* **Reading passage**:

* START *

Aggregation

For a full list of aggregators, see the aggregators section of the API reference.

Table Aggregations

Aggregate Over Rows Into A Local Value

One aggregation

description

Compute the fraction of rows where SEX == 'M' in a table.

code
>>> ht.aggregate(hl.agg.fraction(ht.SEX == 'M'))
0.5
dependencies

Table.aggregate(), aggregators.fraction()

Multiple aggregations

description

Compute two aggregation statistics, the fraction of rows where SEX == 'M' and the mean value of X, from the rows of a table.

code
>>> ht.aggregate(hl.struct(fraction_male = hl.agg.fraction(ht.SEX == 'M'),
...                        mean_x = hl.agg.mean(ht.X)))
Struct(fraction_male=0.5, mean_x=6.5)
dependencies

Table.aggregate(), aggregators.fraction(), aggregators.mean(), StructExpression

Aggregate Per Group

description

Group the table ht by ID and compute the mean value of X per group.

code
>>> result_ht = ht.group_by(ht.ID).aggregate(mean_x=hl.agg.mean(ht.X))
dependencies

Table.group_by(), GroupedTable.aggregate(), aggregators.mean()

Matrix Table Aggregations

Aggregate Entries Per Row (Over Columns)

description

Count the number of occurrences of each unique GT field per row, i.e. aggregate over the columns of the matrix table.

Methods MatrixTable.filter_rows(), MatrixTable.select_rows(), and MatrixTable.transmute_rows() also support aggregation over columns.

code
>>> result_mt = mt.annotate_rows(gt_counter=hl.agg.counter(mt.GT))
dependencies

MatrixTable.annotate_rows(), aggregators.counter()

Aggregate Entries Per Column (Over Rows)

description

Compute the mean of the GQ field per column, i.e. aggregate over the rows of the MatrixTable.

Methods MatrixTable.filter_cols(), MatrixTable.select_cols(), and MatrixTable.transmute_cols() also support aggregation over rows.

code
>>> result_mt = mt.annotate_cols(gq_mean=hl.agg.mean(mt.GQ))
dependencies

MatrixTable.annotate_cols(), aggregators.mean()

* END *

* **Set problem**:
Answer these questions from the aggregation guide, one per line:
1. What value does the single-aggregation example return?
2. What mean value of X does the multiple-aggregations example report?
3. Which three MatrixTable methods does the guide say also support aggregation over rows?

* **Recorded information**:
* START *

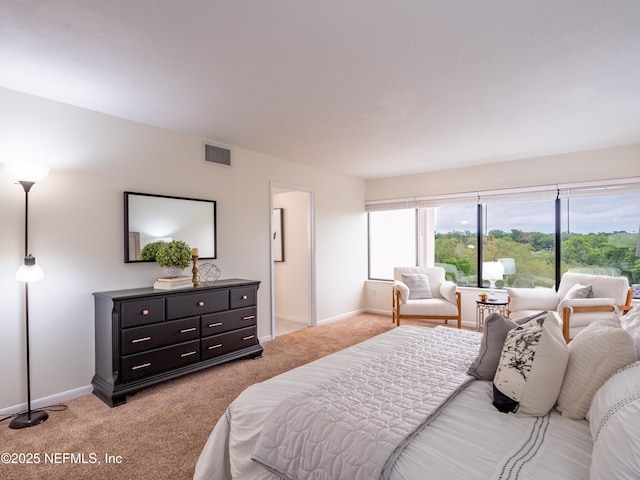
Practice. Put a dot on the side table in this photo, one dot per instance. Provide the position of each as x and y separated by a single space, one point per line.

* END *

* **Full output**:
1. 0.5
2. 6.5
3. MatrixTable.filter_cols(), MatrixTable.select_cols(), and MatrixTable.transmute_cols()